(Challenge) Repeat the lines that follow, leaving nothing out.

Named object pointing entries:
——————
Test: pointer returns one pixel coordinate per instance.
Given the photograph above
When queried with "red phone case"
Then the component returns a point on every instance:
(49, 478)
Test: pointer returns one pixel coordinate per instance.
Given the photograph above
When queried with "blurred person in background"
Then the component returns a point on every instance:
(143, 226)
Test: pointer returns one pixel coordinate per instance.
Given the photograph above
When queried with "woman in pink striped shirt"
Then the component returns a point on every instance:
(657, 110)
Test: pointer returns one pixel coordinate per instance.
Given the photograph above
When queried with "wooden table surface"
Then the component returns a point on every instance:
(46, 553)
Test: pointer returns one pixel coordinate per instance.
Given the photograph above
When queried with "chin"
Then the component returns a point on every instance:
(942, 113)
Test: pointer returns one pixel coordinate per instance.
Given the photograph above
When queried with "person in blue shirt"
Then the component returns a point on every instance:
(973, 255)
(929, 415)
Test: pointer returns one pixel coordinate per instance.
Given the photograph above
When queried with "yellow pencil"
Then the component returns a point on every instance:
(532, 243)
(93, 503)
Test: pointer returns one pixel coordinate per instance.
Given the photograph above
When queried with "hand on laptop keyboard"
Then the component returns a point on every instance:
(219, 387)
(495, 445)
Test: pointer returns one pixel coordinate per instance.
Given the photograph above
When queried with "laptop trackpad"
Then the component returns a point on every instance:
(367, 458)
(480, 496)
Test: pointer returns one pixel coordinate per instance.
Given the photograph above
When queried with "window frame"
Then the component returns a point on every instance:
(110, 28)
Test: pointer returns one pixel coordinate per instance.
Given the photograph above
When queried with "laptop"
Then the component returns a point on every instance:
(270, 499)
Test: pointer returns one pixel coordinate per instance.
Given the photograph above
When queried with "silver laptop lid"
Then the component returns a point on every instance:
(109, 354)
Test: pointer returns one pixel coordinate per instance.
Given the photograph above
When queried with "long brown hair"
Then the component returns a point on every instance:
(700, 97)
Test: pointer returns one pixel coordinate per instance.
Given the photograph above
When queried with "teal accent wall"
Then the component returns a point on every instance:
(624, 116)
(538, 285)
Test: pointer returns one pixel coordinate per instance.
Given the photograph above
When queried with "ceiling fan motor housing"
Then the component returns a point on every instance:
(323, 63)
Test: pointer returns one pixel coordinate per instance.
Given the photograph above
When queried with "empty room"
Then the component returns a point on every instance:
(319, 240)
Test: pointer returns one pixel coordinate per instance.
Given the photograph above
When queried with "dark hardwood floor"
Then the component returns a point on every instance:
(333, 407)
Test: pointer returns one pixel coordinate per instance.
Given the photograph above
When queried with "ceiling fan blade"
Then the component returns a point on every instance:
——————
(Result)
Test: pointer returns one pixel coordinate per instance.
Given the photograph above
When queried with "red phone case"
Then the component returns a point on every instance:
(49, 478)
Test: pointer returns one pixel coordinate per instance.
Given the photograph above
When queried with "blurred person in background"
Then the component returns a point on every instance:
(143, 226)
Test: pointer returns one pixel coordinate per instance.
Given the photograph above
When queried with "woman in pink striped shirt"
Then the component returns a point on every instance:
(657, 110)
Test: pointer returns one pixel coordinate per instance.
Given the photograph above
When queried with "wooden table surface"
Then the component returns a point on every instance:
(46, 553)
Test: pointer returns one pixel coordinate per instance.
Given the photograph above
When queried with "chin"
Then the component returns a point on every instance:
(942, 113)
Test: pointer returns one pixel coordinate per instance.
Given the photograph above
When queried with "person in blue shirt"
Then the component returns a point on every instance:
(973, 255)
(929, 415)
Test: pointer returns one pixel coordinate per instance.
Given the photograph above
When queried with "yellow pencil"
Then the component returns a point on every instance:
(532, 243)
(93, 503)
Test: pointer returns one pixel coordinate per instance.
Given the photograph above
When queried with "hand on laptop keyboard"
Then the component returns a point on every instance:
(219, 387)
(495, 445)
Test: pointer returns one pixel coordinate per instance.
Given the photograph above
When queried with "laptop trackpad"
Then the component returns a point on every instance:
(367, 458)
(480, 496)
Test: pointer returns one pixel coordinate per instance.
Given the photograph above
When queried with "window frame"
Then the component returns a point on every instance:
(110, 28)
Test: pointer returns one pixel coordinate per instance.
Given the photograph above
When queried with "laptop"
Then the component returns a point on every instance:
(270, 499)
Test: pointer returns one pixel coordinate per instance.
Given the photograph above
When queried with "silver laptop lid"
Then the component returns a point on every instance:
(109, 354)
Test: pointer returns one pixel coordinate per instance.
Given the photograph above
When queried with "long brown hair"
Then the component returns a point on every instance:
(700, 97)
Test: pointer returns one pixel coordinate per instance.
Given the photograph above
When queried with "teal accent wall"
Then the component returns a point on every instance:
(624, 116)
(538, 285)
Test: pointer returns one pixel coordinate per instance.
Given the photograph above
When queried with "ceiling fan motor housing"
Then the component returns a point on every instance:
(323, 63)
Test: pointer returns one pixel coordinate per instance.
Given the photograph above
When queried with "empty room"
Then the component returns a point on every instance:
(319, 240)
Test: pointer returns one pixel coordinate per instance.
Given the photograph above
When queried with "dark hardwood floor"
Then the component returns a point on every instance:
(333, 407)
Test: pointer returns one pixel coordinate per instance.
Given the photograph above
When queried with "ceiling fan blade"
Then the component returns a point on every instance:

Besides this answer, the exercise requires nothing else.